Welche untergeordneten Tätigkeiten sind laut dem Textauszug an die Fachpflegekräfte zurückdelegiert worden? Führe sie alle auf.

### Textauszug
============================================================

Zustimmung kommt unter anderem von Lothar Ullrich, dem Vorsitzenden der Deutschen Gesellschaft für Fachkrankenpflege und Funktionsdienste (DGF). »Bei der Verbesserung der Arbeitsbedingungen kommt es vor allem auf den Pflegeschlüssel an. Aktuell gilt: Eine ITS-Pflegekraft muss tagsüber zwei Kranke versorgen, nachts aber drei.« Verständnis für diesen Unterschied hat Ullrich nicht: »Das ist für mich rätselhaft. Als ob Patienten auf der Intensivstation ab 23 Uhr weniger krank sind.«

Bessere Arbeitsbedingungen sind auch eine von drei Forderungen, die junge Pflegekräfte in Weiterbildung stellen. Ullrich, der in solchen Kursen unterrichtet, hat Teilnehmer selbst befragt. Eine weiere Forderung: Mehr Geld für mehr Verantwortung - denn es könne nicht sein, dass Leute, die sich zwei Jahre berufsbegleitend zur Fachpflegekraft weitergebildet haben, im Monat dann nur 50 Euro mehr bekommen, ärgert sich Pflegepädagoge Ullrich. Außerdem müsse man sich auf die Dienstpläne verlassen können. »Das heißt: Keine Doppelschichten und auch kein ständiges Einspringen an den Wochenenden.«

Andreas Schäfer, Pflegefachleiter am Klinikum Kassel und Divi-Mitglied, verweist auf die Arbeitsteilung auf den Stationen: »Pflegekräfte machen alles: Bestellungen von Material, Transporte, psychologische Betreuung von Patienten und auch mal von Kollegen.« Hier könnte Assistenzpersonal entlasten. Eine solche Umstellung ließe sich schon in einigen Wochen oder Monaten realisieren. Untergeordnete Tätigkeiten wie das Einräumen von Medizinschränken, Reinigung, Desinfektion, die Überprüfung von Geräten oder das Herrichten von Betten sind an die Fachpflegekräfte quasi zurückdelegiert worden, seit Krankenhäuser seit nunmehr fast zwei Jahren alle Ausgaben für Pflegekräfte von den Krankenkassen refinanziert bekommen. Schäfer fordert eindringlich, nicht weiter Pflegekräfte »zu verbrennen«.

============================================================

### Ausgangsdaten
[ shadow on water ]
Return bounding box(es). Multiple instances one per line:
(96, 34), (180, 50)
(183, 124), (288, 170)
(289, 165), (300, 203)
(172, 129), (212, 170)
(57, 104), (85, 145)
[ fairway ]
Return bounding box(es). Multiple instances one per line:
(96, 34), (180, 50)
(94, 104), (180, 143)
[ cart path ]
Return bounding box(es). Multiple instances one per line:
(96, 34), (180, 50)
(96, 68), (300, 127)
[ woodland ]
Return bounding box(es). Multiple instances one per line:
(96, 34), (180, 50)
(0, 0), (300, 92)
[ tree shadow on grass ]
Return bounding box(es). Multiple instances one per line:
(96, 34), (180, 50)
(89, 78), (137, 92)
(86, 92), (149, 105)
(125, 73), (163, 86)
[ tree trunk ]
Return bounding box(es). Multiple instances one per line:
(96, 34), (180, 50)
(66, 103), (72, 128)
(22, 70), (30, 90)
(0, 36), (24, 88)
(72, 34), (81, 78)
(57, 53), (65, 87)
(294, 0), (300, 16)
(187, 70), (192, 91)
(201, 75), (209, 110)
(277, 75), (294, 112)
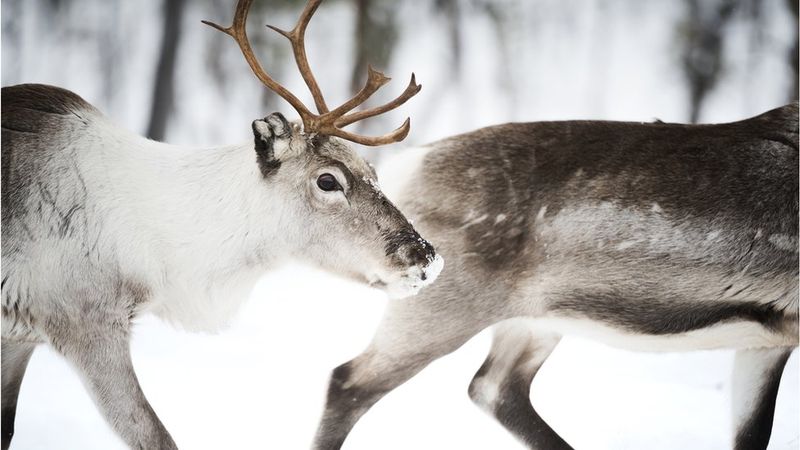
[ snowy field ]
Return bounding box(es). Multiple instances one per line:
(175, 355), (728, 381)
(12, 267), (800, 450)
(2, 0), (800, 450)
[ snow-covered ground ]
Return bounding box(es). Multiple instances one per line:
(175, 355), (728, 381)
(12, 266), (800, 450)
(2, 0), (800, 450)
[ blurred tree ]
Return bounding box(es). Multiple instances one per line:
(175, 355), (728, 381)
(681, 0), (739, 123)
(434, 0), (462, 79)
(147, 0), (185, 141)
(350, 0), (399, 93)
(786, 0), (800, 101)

============================================================

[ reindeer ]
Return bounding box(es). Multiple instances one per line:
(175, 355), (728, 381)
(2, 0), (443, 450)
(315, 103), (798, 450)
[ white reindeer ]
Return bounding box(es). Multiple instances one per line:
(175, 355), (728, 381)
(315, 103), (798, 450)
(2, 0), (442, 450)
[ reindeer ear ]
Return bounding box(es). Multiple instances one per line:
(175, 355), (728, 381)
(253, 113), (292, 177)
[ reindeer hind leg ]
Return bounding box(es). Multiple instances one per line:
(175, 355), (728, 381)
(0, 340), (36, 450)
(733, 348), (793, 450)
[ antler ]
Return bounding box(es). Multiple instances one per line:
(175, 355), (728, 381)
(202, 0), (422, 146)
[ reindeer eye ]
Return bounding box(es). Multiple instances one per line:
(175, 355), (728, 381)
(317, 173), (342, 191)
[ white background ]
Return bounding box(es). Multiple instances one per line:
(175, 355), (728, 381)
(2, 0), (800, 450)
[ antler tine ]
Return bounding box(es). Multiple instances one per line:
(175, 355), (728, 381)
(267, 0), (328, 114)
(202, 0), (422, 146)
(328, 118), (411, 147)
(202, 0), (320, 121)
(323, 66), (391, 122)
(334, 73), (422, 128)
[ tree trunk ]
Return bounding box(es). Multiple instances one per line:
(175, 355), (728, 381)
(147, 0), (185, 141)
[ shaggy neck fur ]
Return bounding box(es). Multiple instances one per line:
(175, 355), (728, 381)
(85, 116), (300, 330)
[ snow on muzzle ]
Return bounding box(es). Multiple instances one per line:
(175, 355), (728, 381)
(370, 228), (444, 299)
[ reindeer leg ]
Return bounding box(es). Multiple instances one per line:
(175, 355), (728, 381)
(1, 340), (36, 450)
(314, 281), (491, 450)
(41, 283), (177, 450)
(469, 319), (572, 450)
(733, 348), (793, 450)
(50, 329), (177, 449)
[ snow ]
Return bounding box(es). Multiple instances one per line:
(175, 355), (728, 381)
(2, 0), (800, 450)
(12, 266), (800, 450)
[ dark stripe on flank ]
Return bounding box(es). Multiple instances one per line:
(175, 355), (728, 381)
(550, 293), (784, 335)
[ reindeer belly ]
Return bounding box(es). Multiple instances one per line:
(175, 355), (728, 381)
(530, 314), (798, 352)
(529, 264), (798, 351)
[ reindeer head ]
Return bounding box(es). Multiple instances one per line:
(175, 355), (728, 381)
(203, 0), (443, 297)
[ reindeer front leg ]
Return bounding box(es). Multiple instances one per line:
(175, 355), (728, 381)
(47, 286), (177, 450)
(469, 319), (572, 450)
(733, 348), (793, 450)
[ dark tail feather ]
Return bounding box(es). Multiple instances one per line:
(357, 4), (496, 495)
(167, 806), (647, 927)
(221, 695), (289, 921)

============================================================

### Antwort
- das Einräumen von Medizinschränken
- Reinigung
- Desinfektion
- die Überprüfung von Geräten
- das Herrichten von Betten